_Passage provided:_
+--

Archive for December, 2009
GISTEMP tab
Posted by drj | Filed under status
I added a tab page about GISTEMP which has more detail on the status of ccc-gistemp. Of note from that page:
It is our opinion that the GISTEMP code performs substantially as documented in Hansen, J.E., and S. Lebedeff, 1987: Global trends of measured surface air temperature. J. Geophys. Res., 92, 13345-13372., the GISTEMP documentation, and other papers describing updates to the procedure.
How close are we to GISTEMP?
Posted by drj | Filed under status
This close:
The two graphs are almost on top of each other. I’ll add 0.02K to the black line to separate them a bit:
We can now see the red series that the black series was hiding, and we can see that the differences between the 2 series are minute at most. 1 or 2 centikelvin here and there. Red is official GISTEMP, black is our ccc-gistemp code.
What exactly am I comparing? GISTEMP’s global temperature anomalies, one set from their website, one set from our ccc-gistemp code. I’m running the vischeck command:
code/vischeck.py -o 2 result/GLB.Ts+dSST.txt result/GLB.Ts.ho2.GHCN.CL.PA.txt
(the -o option is used to produce the offset graphs, bottom picture)
The first file is GLB.Ts+dSST.txt, that I download from NASA yesterday. The second file, GLB.Ts.ho2.GHCN.CL.PA.txt, is the result of me running ccc-gistemp yesterday.
But it’s not a very careful comparison. The inputs I am using are SBBX.HadR2 and v2.mean downloaded on 2009-12-04 and an hcn_doe_mean_data downloaded in June (!). Also, the version of the GISTEMP code we are coding against is quite old (about a year) and has been updated several times. For example, GISTEMP currently use USHCN version 2, ccc-gistemp does not (yet). The fact that we’re not keeping up with GISTEMP is Issue 7.

+--

_Supplied entries:_
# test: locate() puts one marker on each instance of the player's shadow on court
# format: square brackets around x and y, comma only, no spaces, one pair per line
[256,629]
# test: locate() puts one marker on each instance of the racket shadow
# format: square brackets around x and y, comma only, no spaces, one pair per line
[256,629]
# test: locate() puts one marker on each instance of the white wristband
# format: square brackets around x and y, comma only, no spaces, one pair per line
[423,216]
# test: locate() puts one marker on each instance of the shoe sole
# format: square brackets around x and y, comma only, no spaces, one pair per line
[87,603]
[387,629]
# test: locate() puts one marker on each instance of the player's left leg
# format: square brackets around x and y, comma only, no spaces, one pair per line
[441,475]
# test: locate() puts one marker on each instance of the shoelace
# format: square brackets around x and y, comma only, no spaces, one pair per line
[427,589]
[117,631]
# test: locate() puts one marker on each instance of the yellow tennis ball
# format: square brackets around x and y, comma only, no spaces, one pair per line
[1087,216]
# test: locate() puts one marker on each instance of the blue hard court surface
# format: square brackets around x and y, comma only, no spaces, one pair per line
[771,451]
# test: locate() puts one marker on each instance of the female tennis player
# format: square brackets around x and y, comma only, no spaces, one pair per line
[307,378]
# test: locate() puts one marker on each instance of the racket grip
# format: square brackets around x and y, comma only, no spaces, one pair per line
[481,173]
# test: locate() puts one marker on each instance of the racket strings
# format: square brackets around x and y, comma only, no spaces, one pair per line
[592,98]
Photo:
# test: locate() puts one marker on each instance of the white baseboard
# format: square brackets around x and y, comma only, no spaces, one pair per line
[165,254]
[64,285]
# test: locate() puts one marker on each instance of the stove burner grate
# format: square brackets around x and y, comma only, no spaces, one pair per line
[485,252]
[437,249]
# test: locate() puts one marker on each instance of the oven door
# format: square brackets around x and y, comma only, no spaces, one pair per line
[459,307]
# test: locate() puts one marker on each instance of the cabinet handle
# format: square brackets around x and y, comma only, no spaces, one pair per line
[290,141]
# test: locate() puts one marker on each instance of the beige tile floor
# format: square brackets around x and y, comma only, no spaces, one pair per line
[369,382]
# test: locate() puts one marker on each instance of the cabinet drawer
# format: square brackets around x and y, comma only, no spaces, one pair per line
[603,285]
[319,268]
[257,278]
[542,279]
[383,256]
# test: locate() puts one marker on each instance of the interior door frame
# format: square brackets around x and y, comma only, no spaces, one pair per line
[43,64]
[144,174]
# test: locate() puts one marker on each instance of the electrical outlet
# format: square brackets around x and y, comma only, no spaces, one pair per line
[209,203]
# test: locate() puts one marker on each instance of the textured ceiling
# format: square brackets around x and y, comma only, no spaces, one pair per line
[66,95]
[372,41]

+--

_Brief 1:_
In the ccc-gistemp post, what does the -o option of the vischeck command produce?
_Brief 2:_
Can you carry on the blog post comparing ccc-gistemp with GISTEMP, starting right after its last sentence?

_Task answer 1:_
The offset graphs shown in the bottom picture.

_Task answer 2:_
Furthermore the exact output may depend on the Fortran compilers being used, the architecture on which I’m running, and the Python versions we’re using.
The bottom line is that we’re already very close to the GISTEMP output, well with any meaningful error threshold. As we get closer we’ll need to be a lot more careful about keeping track of exactly what inputs and software tools are being used. We’ve requested from GISS a copy of the exact inputs and outputs for one of the runs, so that we have a fixed set for comparison purposes.
Site updates
Posted by Nick.Barnes | Filed under Uncategorized
After several late nights trying to correct misapprehensions in a few places in the blogosphere, I have updated the goals and about pages to remove any ambiguity between this project as it currently stands and the CCC project at Ravenbrook which immediately preceded it.
Hopefully now some critics will join us and work to improve climate science software.
Finding bugs in GISTEMP
Posted by Nick.Barnes | Filed under policies
As part of our work, it is natural that we find problems with the GISTEMP code. All code has bugs, and there are few better ways to find them than by analysing the code in detail for re-implementation.
To date, we have found:
- a bug in STEP0, in reading the last decimal place of USHCN temperature records, which made a very small difference to the GISTEMP results;
- a problem in STEP2, whereby the rounding behavior in some Fortran implementations could cause an infinite loop;
- a collection of problems in STEP5, all basically down to a problem in using sorted indexes with an unsorted array, which didn’t make any difference the the final results.
We have found a number of other problems with the code – this project would not exist if the GISTEMP code were perfect – but these are the only places in which the actual semantics of the code definitely differ from the intentions of the programmer. (more…)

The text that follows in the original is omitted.